* Assigned task
Copy the records below exactly as they are written.

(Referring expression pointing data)

-*-

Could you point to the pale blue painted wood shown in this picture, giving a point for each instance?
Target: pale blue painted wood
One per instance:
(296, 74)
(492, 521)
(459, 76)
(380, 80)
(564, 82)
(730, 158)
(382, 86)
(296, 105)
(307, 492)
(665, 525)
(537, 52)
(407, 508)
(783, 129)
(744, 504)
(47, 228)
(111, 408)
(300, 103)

-*-

* Result
Could you point to the pale blue painted wood shown in this picture, giving a point for each instance?
Target: pale blue painted wood
One per instance:
(296, 74)
(492, 521)
(459, 76)
(380, 80)
(564, 82)
(730, 158)
(382, 86)
(296, 105)
(307, 492)
(665, 525)
(537, 52)
(407, 508)
(783, 129)
(744, 504)
(47, 228)
(111, 408)
(300, 103)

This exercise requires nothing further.